(About this exercise): Repeat all entries exactly.

Collected data entries
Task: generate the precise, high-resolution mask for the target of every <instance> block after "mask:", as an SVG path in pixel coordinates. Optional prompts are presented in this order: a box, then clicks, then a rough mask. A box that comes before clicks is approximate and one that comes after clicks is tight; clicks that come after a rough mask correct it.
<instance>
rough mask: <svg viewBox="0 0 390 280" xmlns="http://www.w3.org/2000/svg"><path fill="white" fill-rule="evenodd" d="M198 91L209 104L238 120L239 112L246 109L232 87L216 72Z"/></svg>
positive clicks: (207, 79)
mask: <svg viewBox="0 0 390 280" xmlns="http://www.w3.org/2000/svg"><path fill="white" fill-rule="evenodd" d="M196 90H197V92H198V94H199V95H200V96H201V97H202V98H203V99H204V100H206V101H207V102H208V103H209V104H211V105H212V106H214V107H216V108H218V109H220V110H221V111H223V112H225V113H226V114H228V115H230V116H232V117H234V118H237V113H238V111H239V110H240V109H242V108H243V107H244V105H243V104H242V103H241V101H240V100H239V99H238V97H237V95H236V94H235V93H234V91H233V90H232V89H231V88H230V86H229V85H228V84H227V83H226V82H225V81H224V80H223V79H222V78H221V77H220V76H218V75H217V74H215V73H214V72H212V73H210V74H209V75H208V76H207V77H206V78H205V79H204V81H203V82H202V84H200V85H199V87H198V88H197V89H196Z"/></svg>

(Reply to the exercise):
Task: generate the precise, high-resolution mask for the target of every <instance> block after "mask:", as an SVG path in pixel coordinates. Optional prompts are presented in this order: a box, then clicks, then a rough mask. A box that comes before clicks is approximate and one that comes after clicks is tight; clicks that come after a rough mask correct it.
<instance>
rough mask: <svg viewBox="0 0 390 280" xmlns="http://www.w3.org/2000/svg"><path fill="white" fill-rule="evenodd" d="M198 91L209 104L238 120L239 112L246 109L232 87L216 72Z"/></svg>
positive clicks: (207, 79)
mask: <svg viewBox="0 0 390 280" xmlns="http://www.w3.org/2000/svg"><path fill="white" fill-rule="evenodd" d="M196 90H197V92H198V94H199V95H200V96H201V97H202V98H203V99H204V100H206V101H207V102H208V103H209V104H211V105H212V106H214V107H216V108H218V109H220V110H221V111H223V112H225V113H226V114H228V115H230V116H232V117H234V118H237V113H238V111H239V110H240V109H242V108H243V107H244V105H243V104H242V103H241V101H240V100H239V99H238V97H237V95H236V94H235V93H234V91H233V90H232V89H231V88H230V86H229V85H228V84H227V83H226V82H225V81H224V80H223V79H222V78H221V77H220V76H218V75H217V74H215V73H214V72H212V73H210V74H209V75H208V76H207V77H206V78H205V79H204V81H203V82H202V84H200V85H199V87H198V88H197V89H196Z"/></svg>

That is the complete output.